=== Supplied material ===
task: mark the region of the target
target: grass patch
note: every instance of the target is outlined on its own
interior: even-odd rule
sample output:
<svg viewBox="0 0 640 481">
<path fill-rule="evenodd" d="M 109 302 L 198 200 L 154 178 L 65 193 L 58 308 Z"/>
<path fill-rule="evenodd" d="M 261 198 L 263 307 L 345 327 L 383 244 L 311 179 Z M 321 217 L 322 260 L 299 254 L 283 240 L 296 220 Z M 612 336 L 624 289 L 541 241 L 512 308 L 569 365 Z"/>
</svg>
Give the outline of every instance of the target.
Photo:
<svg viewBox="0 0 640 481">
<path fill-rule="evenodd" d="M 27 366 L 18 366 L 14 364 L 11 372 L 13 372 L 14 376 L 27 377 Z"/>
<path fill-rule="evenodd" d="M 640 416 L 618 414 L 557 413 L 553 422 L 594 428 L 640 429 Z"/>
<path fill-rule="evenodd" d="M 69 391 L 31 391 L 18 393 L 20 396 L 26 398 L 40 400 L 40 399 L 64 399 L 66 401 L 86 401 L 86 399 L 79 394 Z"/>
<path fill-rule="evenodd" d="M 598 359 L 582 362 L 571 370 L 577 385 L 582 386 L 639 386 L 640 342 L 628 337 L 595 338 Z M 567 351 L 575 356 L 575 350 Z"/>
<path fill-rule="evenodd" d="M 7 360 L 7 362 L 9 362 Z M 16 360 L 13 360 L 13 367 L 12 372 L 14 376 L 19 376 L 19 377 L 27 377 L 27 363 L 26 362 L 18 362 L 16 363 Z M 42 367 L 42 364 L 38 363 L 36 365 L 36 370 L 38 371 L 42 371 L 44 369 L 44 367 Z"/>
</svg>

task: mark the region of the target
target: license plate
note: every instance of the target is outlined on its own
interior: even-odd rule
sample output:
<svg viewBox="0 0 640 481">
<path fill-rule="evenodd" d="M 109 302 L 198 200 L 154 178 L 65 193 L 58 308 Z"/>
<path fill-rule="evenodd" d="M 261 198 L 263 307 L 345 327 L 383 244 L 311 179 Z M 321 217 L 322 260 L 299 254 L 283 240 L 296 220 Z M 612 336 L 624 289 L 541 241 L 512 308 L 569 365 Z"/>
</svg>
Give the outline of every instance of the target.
===
Exercise directions -
Print every entry exactly as written.

Response to this task -
task: mark the region of the target
target: grass patch
note: every instance of the target is outlined on its own
interior: even-odd rule
sample output:
<svg viewBox="0 0 640 481">
<path fill-rule="evenodd" d="M 109 302 L 198 200 L 154 178 L 65 193 L 58 308 Z"/>
<path fill-rule="evenodd" d="M 261 198 L 263 307 L 345 327 L 383 244 L 311 179 Z M 321 217 L 322 260 L 299 254 L 283 240 L 296 220 Z M 612 336 L 624 289 L 541 241 L 512 308 L 569 365 Z"/>
</svg>
Give the outline of every instance of the target.
Photo:
<svg viewBox="0 0 640 481">
<path fill-rule="evenodd" d="M 27 366 L 18 366 L 14 364 L 11 372 L 13 372 L 14 376 L 27 377 Z"/>
<path fill-rule="evenodd" d="M 640 416 L 618 414 L 557 413 L 553 422 L 594 428 L 640 429 Z"/>
<path fill-rule="evenodd" d="M 69 391 L 31 391 L 18 393 L 20 396 L 26 398 L 40 400 L 40 399 L 64 399 L 66 401 L 86 401 L 86 399 L 79 394 Z"/>
<path fill-rule="evenodd" d="M 598 359 L 582 362 L 571 370 L 577 385 L 582 386 L 639 386 L 640 342 L 628 337 L 595 338 Z M 567 351 L 575 356 L 575 350 Z"/>
<path fill-rule="evenodd" d="M 7 360 L 7 362 L 9 362 Z M 16 360 L 13 360 L 13 367 L 12 372 L 14 376 L 19 376 L 19 377 L 27 377 L 27 363 L 26 362 L 18 362 L 16 363 Z M 42 367 L 42 364 L 38 363 L 36 365 L 36 370 L 38 371 L 42 371 L 44 369 L 44 367 Z"/>
</svg>

task: mark the region of the target
target: license plate
note: every instance of the target is outlined on its own
interior: even-odd rule
sample output:
<svg viewBox="0 0 640 481">
<path fill-rule="evenodd" d="M 109 302 L 198 200 L 154 178 L 65 193 L 58 308 Z"/>
<path fill-rule="evenodd" d="M 261 198 L 263 307 L 345 327 L 383 244 L 311 179 Z M 321 217 L 322 260 L 299 254 L 283 240 L 296 220 Z M 612 336 L 624 289 L 541 241 L 512 308 L 569 365 Z"/>
</svg>
Give the outline of every instance of the target.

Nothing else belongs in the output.